#### Tarefas propostas
1. De acordo com o trecho sobre burnout e o uso do Venvanse, que posição os profissionais do setor financeiro ocupam no ranking de incidência da síndrome no Brasil, segundo a Isma?
2. Dê prosseguimento ao trecho sobre burnout e o uso do Venvanse a partir da última frase apresentada.

#### Trecho de origem

Numa escala de zero a dez, a nota atribuída ao bem-estar foi de 2,8. Antes de ingressarem no banco, era de 8,8. O segmento do Sachs é conhecido pela alta taxa de burnout — fenômeno de esgotamento que é clinicamente caracterizado como síndrome e oriundo, na maioria dos casos, de rotinas excessivamente exaustivas.

Segundo a International Stress Management Association (Isma, que significa Associação Internacional de Prevenção ao Estresse) no Brasil, os profissionais do setor financeiro ficam em terceiro lugar no ranking de incidência dessa síndrome, ficando atrás dos trabalhadores em segurança, na primeira posição, e de controladores de voo e motoristas de ônibus urbano, empatados, na segunda.

Desabastecimento

Empregado como um “desvio de função”, o Venvanse chegou a ter um desabastecimento no início da pandemia. Ainda em março de 2020, o laboratório responsável pela produção da droga foi afetado. Em nota, a Associação Brasileira do Déficit de Atenção (ABDA) solicitou, à época, que “todos comprem a medicação de acordo com a necessidade individual’’. Estocar medicação não é um ato de solidariedade e pode prejudicar as previsões de reabastecimento para todas as pessoas que precisam em todo Brasil”.

A Ritalina, medicamento análogo e semelhante ao Venvanse, encontra-se em alta nos últimos semestres, sendo também uma substância popular para os mesmos fins.

#### Dados fornecidos
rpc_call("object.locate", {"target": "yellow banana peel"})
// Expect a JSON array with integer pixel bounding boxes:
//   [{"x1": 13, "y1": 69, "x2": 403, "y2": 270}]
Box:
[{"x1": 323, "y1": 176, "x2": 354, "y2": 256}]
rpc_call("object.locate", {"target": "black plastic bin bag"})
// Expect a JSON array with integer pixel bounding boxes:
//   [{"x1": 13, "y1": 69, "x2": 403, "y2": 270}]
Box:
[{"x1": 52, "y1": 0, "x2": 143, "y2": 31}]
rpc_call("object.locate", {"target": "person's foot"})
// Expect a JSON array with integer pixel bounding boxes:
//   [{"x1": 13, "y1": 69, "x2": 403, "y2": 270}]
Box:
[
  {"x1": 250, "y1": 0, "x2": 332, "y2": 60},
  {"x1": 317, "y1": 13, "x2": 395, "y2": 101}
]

#### Respostas por tarefa
1. Ocupam o terceiro lugar, atrás dos trabalhadores em segurança e dos controladores de voo e motoristas de ônibus urbano.

2.
Na ocasião, outros medicamentos também enfrentaram mudanças na sua escala de produção industrial em decorrência da pandemia. A ruptura de estoque de medicamentos e produtos para a saúde foi relatada por 87% dos profissionais, independentemente do porte da unidade e do tipo de serviço assistencial oferecido, segundo a Faculdade de Medicina de Ribeirão Preto — USP (Universidade de São Paulo).

Fama entre alunos de Medicina

Estudos apontam uma alta taxa de utilização do medicamento entre estudantes de medicina. Em um artigo de acadêmicos do Centro Universitário FTC (UniFTC, antiga Faculdade de Tecnologia e Ciências) e da Universidade Salvador (Unifacs), intitulado “Prevalência e características do uso de fármacos psicoestimulantes para fins de neuroaprimoramento cognitivo entre estudantes de Medicina”, os pesquisadores encontram um dado relevante e que corrobora a alta da utilização como forma de aumentar a produtividade sem orientação: 79,5% dos que responderam à pesquisa afirmam ter obtido a medicação sem prescrição.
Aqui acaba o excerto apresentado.